• ACTIVITY
Set all the entries down once more, with nothing altered.

• Stored data
==========

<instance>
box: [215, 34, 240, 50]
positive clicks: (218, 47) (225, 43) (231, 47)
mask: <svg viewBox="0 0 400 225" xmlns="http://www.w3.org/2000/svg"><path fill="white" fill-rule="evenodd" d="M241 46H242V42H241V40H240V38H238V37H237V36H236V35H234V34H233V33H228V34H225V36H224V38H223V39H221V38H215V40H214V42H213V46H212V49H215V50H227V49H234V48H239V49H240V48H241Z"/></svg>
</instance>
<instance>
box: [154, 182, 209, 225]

==========

• OUTPUT BELOW
<instance>
box: [215, 34, 240, 50]
positive clicks: (218, 47) (225, 43) (231, 47)
mask: <svg viewBox="0 0 400 225" xmlns="http://www.w3.org/2000/svg"><path fill="white" fill-rule="evenodd" d="M241 46H242V42H241V40H240V38H238V37H237V36H236V35H234V34H233V33H228V34H225V36H224V38H223V39H221V38H215V40H214V42H213V46H212V49H215V50H227V49H234V48H239V49H240V48H241Z"/></svg>
</instance>
<instance>
box: [154, 182, 209, 225]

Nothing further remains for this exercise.